WHAT THE EXERCISE ASKS: A single number is expected: the count of lines in the records below that contain "silhouette".

Data records:
[Start of section]

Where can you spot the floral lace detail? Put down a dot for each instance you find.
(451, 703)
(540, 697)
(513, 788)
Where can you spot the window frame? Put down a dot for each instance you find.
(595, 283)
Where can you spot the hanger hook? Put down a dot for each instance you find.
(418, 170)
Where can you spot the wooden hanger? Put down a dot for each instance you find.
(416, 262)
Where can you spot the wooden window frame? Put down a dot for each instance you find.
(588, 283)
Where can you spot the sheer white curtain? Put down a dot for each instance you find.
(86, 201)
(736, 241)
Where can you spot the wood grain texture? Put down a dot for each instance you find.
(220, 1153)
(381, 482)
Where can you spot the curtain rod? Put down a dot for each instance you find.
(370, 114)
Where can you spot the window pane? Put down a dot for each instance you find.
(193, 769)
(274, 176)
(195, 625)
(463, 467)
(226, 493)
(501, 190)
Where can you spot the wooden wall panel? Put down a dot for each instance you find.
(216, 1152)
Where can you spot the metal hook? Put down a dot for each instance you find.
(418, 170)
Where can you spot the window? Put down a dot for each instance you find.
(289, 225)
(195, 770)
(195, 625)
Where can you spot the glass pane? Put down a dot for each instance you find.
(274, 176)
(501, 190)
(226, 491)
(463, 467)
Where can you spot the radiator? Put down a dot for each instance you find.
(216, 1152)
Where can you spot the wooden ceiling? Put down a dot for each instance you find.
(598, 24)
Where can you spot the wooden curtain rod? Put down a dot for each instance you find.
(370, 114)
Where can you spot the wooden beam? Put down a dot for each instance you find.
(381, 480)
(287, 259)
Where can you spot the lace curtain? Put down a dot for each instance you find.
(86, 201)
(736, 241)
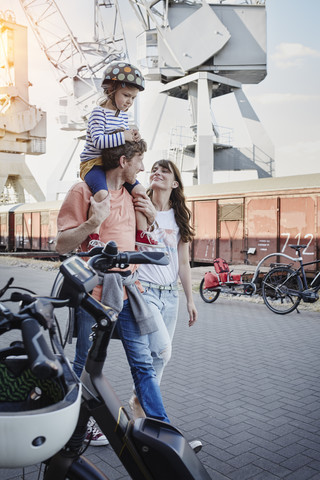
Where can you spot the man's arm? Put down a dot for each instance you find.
(68, 240)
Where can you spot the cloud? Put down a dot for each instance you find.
(292, 54)
(297, 158)
(283, 98)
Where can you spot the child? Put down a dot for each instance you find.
(108, 127)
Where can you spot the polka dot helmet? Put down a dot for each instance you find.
(123, 72)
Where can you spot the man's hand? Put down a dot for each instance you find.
(99, 211)
(142, 203)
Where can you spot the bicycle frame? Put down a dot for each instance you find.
(148, 448)
(300, 271)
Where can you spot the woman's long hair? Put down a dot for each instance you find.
(177, 202)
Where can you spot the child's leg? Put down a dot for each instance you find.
(96, 181)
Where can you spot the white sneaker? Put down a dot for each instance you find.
(94, 436)
(196, 445)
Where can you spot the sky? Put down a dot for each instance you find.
(287, 101)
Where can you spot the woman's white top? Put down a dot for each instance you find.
(167, 233)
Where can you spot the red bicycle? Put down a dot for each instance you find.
(224, 281)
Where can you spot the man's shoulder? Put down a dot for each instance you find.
(80, 188)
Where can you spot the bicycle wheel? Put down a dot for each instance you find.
(209, 295)
(281, 289)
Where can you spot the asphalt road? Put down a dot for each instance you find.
(243, 380)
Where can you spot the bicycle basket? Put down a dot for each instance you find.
(210, 280)
(37, 417)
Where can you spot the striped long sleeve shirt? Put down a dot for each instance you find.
(101, 125)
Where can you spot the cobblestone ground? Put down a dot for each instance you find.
(243, 380)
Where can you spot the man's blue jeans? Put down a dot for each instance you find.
(138, 354)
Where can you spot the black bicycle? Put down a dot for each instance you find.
(284, 287)
(148, 448)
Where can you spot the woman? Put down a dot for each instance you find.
(172, 227)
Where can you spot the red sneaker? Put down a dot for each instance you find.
(145, 239)
(95, 243)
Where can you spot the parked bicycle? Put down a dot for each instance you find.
(284, 287)
(148, 448)
(224, 281)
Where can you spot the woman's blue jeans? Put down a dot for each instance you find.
(163, 305)
(138, 354)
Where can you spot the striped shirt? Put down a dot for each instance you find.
(101, 125)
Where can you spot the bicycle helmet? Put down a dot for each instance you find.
(124, 73)
(37, 417)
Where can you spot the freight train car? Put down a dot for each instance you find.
(261, 216)
(29, 226)
(230, 219)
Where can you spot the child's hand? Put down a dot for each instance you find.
(132, 135)
(128, 135)
(136, 135)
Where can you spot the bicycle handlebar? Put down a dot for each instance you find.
(42, 361)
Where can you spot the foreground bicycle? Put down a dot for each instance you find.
(149, 449)
(284, 287)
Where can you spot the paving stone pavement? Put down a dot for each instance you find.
(243, 380)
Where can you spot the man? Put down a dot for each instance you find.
(116, 215)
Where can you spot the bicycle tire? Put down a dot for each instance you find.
(208, 295)
(275, 287)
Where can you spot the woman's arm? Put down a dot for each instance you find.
(185, 277)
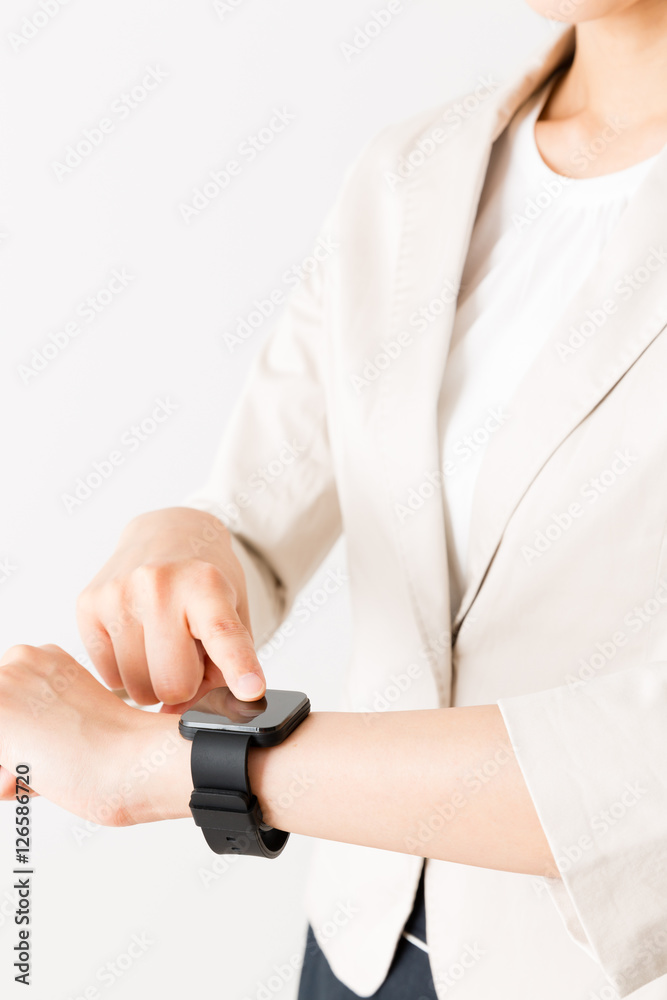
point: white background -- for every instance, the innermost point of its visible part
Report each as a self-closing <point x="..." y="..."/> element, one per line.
<point x="163" y="337"/>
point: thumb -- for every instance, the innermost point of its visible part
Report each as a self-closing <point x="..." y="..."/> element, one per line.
<point x="229" y="644"/>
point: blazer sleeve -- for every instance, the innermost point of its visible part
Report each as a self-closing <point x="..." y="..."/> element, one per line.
<point x="594" y="757"/>
<point x="272" y="482"/>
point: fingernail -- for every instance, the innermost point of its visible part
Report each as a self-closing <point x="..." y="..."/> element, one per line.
<point x="250" y="685"/>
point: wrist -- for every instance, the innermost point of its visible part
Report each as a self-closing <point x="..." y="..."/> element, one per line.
<point x="279" y="776"/>
<point x="158" y="784"/>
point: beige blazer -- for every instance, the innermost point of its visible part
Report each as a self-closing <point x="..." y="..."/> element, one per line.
<point x="564" y="619"/>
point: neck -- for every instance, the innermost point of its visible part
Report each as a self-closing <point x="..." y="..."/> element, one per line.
<point x="620" y="65"/>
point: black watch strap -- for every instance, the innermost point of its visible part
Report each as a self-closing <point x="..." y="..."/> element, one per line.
<point x="222" y="804"/>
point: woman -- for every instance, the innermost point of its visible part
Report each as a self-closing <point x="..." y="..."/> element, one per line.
<point x="472" y="388"/>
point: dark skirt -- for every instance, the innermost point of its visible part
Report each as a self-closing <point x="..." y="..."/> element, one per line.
<point x="409" y="974"/>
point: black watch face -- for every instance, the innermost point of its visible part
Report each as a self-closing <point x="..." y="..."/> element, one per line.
<point x="221" y="710"/>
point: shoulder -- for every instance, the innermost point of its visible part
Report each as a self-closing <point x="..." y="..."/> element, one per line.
<point x="394" y="152"/>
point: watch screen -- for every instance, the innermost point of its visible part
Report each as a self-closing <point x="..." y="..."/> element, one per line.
<point x="221" y="709"/>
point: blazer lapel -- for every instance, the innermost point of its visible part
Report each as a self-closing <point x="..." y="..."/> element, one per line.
<point x="579" y="364"/>
<point x="439" y="207"/>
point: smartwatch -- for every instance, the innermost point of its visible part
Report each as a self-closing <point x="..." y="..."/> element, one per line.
<point x="221" y="728"/>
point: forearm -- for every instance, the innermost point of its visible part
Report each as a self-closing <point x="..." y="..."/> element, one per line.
<point x="440" y="783"/>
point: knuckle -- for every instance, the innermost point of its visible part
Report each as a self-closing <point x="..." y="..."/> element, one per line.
<point x="211" y="576"/>
<point x="153" y="580"/>
<point x="225" y="627"/>
<point x="174" y="690"/>
<point x="21" y="653"/>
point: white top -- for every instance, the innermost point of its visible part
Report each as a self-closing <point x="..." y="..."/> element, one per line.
<point x="537" y="234"/>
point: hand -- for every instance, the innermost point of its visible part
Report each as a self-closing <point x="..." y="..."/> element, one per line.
<point x="87" y="750"/>
<point x="167" y="616"/>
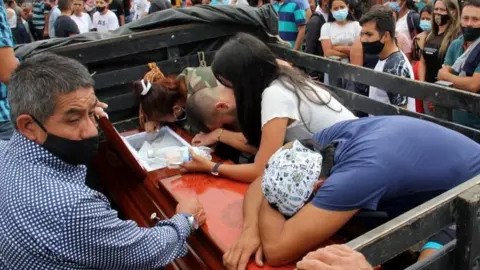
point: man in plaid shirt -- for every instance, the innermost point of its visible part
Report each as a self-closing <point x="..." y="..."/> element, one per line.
<point x="8" y="63"/>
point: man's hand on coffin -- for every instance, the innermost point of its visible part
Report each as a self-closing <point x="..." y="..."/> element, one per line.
<point x="198" y="163"/>
<point x="151" y="126"/>
<point x="335" y="257"/>
<point x="193" y="207"/>
<point x="238" y="256"/>
<point x="100" y="109"/>
<point x="206" y="139"/>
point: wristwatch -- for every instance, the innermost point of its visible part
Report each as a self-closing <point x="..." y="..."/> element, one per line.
<point x="215" y="169"/>
<point x="191" y="221"/>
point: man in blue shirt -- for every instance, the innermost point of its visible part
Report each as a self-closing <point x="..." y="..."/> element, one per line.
<point x="49" y="218"/>
<point x="390" y="164"/>
<point x="8" y="63"/>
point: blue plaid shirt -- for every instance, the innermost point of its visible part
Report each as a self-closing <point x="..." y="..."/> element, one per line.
<point x="49" y="219"/>
<point x="6" y="40"/>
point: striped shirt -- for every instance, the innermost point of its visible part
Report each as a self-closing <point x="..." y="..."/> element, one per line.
<point x="290" y="17"/>
<point x="6" y="40"/>
<point x="39" y="13"/>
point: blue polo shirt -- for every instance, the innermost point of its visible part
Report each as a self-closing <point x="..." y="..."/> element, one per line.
<point x="393" y="164"/>
<point x="291" y="15"/>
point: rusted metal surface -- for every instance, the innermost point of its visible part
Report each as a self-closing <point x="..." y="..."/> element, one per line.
<point x="467" y="207"/>
<point x="122" y="76"/>
<point x="401" y="233"/>
<point x="101" y="50"/>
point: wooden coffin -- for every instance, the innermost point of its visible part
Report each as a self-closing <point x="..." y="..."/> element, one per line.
<point x="138" y="194"/>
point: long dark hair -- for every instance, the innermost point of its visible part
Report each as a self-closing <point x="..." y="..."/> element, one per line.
<point x="250" y="67"/>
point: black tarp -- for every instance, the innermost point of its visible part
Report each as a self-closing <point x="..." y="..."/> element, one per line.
<point x="264" y="18"/>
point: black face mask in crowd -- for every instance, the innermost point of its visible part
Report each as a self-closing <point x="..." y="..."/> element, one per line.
<point x="470" y="33"/>
<point x="373" y="48"/>
<point x="441" y="19"/>
<point x="72" y="152"/>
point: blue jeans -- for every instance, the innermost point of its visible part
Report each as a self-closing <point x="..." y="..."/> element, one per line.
<point x="6" y="130"/>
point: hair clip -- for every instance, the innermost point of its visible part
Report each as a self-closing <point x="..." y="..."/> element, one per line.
<point x="146" y="88"/>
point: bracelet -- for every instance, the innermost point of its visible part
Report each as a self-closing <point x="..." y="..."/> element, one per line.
<point x="218" y="138"/>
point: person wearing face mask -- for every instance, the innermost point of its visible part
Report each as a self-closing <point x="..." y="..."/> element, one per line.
<point x="445" y="28"/>
<point x="378" y="38"/>
<point x="162" y="98"/>
<point x="104" y="20"/>
<point x="50" y="218"/>
<point x="291" y="21"/>
<point x="417" y="50"/>
<point x="339" y="33"/>
<point x="419" y="40"/>
<point x="408" y="21"/>
<point x="462" y="62"/>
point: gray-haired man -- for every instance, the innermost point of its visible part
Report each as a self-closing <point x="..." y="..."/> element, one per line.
<point x="50" y="218"/>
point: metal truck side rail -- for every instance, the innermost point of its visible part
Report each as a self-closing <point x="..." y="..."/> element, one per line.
<point x="460" y="205"/>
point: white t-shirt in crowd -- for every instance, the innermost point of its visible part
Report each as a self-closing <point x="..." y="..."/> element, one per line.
<point x="402" y="25"/>
<point x="343" y="35"/>
<point x="140" y="8"/>
<point x="280" y="102"/>
<point x="106" y="22"/>
<point x="84" y="22"/>
<point x="54" y="14"/>
<point x="396" y="64"/>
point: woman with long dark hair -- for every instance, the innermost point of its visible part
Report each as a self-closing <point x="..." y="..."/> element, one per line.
<point x="274" y="103"/>
<point x="445" y="29"/>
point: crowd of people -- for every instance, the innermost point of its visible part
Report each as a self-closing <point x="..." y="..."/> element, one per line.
<point x="314" y="159"/>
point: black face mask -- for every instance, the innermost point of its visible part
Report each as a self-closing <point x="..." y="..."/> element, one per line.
<point x="441" y="19"/>
<point x="470" y="33"/>
<point x="72" y="152"/>
<point x="373" y="48"/>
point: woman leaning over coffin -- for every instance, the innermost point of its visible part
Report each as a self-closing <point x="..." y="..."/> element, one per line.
<point x="274" y="103"/>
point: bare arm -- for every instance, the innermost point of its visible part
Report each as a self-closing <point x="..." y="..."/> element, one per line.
<point x="236" y="140"/>
<point x="328" y="49"/>
<point x="238" y="255"/>
<point x="8" y="63"/>
<point x="300" y="37"/>
<point x="343" y="49"/>
<point x="273" y="136"/>
<point x="356" y="53"/>
<point x="284" y="241"/>
<point x="45" y="29"/>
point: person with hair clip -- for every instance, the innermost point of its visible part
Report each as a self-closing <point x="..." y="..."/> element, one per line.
<point x="274" y="104"/>
<point x="161" y="99"/>
<point x="445" y="29"/>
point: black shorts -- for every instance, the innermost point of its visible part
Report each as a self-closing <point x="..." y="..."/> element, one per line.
<point x="442" y="238"/>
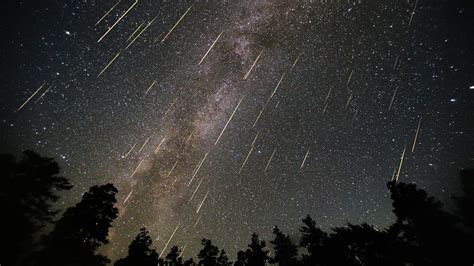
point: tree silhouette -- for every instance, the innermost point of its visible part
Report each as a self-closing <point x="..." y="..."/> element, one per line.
<point x="28" y="188"/>
<point x="223" y="260"/>
<point x="208" y="254"/>
<point x="313" y="239"/>
<point x="241" y="259"/>
<point x="285" y="250"/>
<point x="81" y="230"/>
<point x="465" y="203"/>
<point x="255" y="255"/>
<point x="430" y="234"/>
<point x="140" y="251"/>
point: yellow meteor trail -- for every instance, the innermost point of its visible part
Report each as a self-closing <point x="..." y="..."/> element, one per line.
<point x="143" y="146"/>
<point x="202" y="59"/>
<point x="416" y="135"/>
<point x="128" y="153"/>
<point x="296" y="61"/>
<point x="202" y="202"/>
<point x="230" y="118"/>
<point x="259" y="114"/>
<point x="149" y="88"/>
<point x="255" y="139"/>
<point x="136" y="169"/>
<point x="138" y="35"/>
<point x="199" y="167"/>
<point x="393" y="98"/>
<point x="253" y="65"/>
<point x="195" y="190"/>
<point x="116" y="22"/>
<point x="269" y="160"/>
<point x="304" y="160"/>
<point x="276" y="87"/>
<point x="348" y="100"/>
<point x="246" y="158"/>
<point x="169" y="108"/>
<point x="129" y="194"/>
<point x="169" y="32"/>
<point x="401" y="163"/>
<point x="107" y="66"/>
<point x="349" y="79"/>
<point x="172" y="168"/>
<point x="159" y="145"/>
<point x="110" y="10"/>
<point x="169" y="240"/>
<point x="135" y="31"/>
<point x="33" y="95"/>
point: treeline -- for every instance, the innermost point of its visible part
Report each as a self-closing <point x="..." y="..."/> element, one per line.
<point x="423" y="233"/>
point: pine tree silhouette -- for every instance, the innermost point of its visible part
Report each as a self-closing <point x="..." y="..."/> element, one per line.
<point x="27" y="190"/>
<point x="430" y="234"/>
<point x="285" y="250"/>
<point x="140" y="252"/>
<point x="313" y="239"/>
<point x="208" y="254"/>
<point x="81" y="230"/>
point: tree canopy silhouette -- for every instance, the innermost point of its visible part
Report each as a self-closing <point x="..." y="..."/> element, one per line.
<point x="140" y="251"/>
<point x="285" y="250"/>
<point x="81" y="230"/>
<point x="28" y="188"/>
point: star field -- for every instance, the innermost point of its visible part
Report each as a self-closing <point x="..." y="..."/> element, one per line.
<point x="221" y="118"/>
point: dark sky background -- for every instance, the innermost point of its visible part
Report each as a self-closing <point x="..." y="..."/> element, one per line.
<point x="329" y="134"/>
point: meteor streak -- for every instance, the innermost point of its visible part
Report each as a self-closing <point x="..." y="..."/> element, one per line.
<point x="416" y="135"/>
<point x="107" y="66"/>
<point x="169" y="32"/>
<point x="129" y="194"/>
<point x="276" y="87"/>
<point x="136" y="169"/>
<point x="149" y="88"/>
<point x="135" y="31"/>
<point x="269" y="160"/>
<point x="169" y="240"/>
<point x="246" y="158"/>
<point x="172" y="168"/>
<point x="296" y="61"/>
<point x="230" y="118"/>
<point x="128" y="153"/>
<point x="159" y="145"/>
<point x="118" y="20"/>
<point x="253" y="65"/>
<point x="197" y="169"/>
<point x="194" y="193"/>
<point x="349" y="79"/>
<point x="33" y="95"/>
<point x="393" y="98"/>
<point x="259" y="114"/>
<point x="110" y="10"/>
<point x="304" y="160"/>
<point x="401" y="163"/>
<point x="202" y="202"/>
<point x="202" y="59"/>
<point x="143" y="146"/>
<point x="138" y="35"/>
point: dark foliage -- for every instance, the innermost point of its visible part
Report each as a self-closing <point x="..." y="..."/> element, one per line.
<point x="140" y="251"/>
<point x="81" y="230"/>
<point x="28" y="188"/>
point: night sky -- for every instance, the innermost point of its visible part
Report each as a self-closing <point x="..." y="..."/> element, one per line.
<point x="221" y="118"/>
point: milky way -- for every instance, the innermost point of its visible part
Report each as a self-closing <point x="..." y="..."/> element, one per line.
<point x="222" y="118"/>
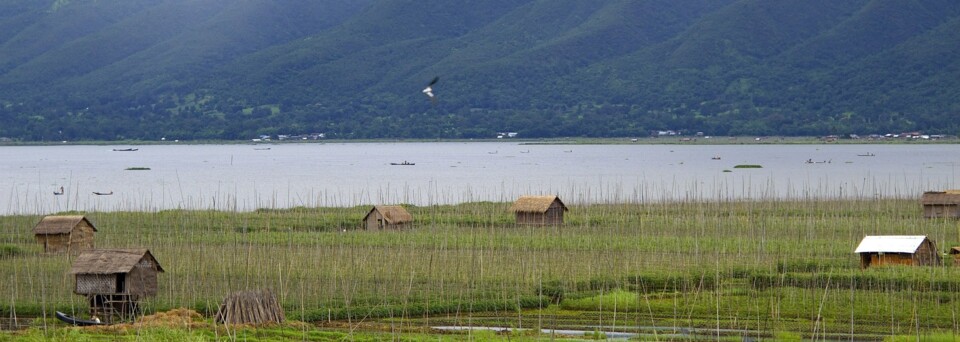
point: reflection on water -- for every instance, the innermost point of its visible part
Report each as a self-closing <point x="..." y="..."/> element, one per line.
<point x="247" y="177"/>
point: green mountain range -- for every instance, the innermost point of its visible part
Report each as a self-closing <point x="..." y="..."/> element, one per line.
<point x="237" y="69"/>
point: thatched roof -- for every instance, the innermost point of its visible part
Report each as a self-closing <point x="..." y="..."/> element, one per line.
<point x="890" y="244"/>
<point x="60" y="224"/>
<point x="392" y="213"/>
<point x="109" y="261"/>
<point x="535" y="204"/>
<point x="949" y="197"/>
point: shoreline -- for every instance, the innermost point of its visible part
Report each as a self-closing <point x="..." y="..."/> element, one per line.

[End of section]

EXERCISE OUTPUT: 3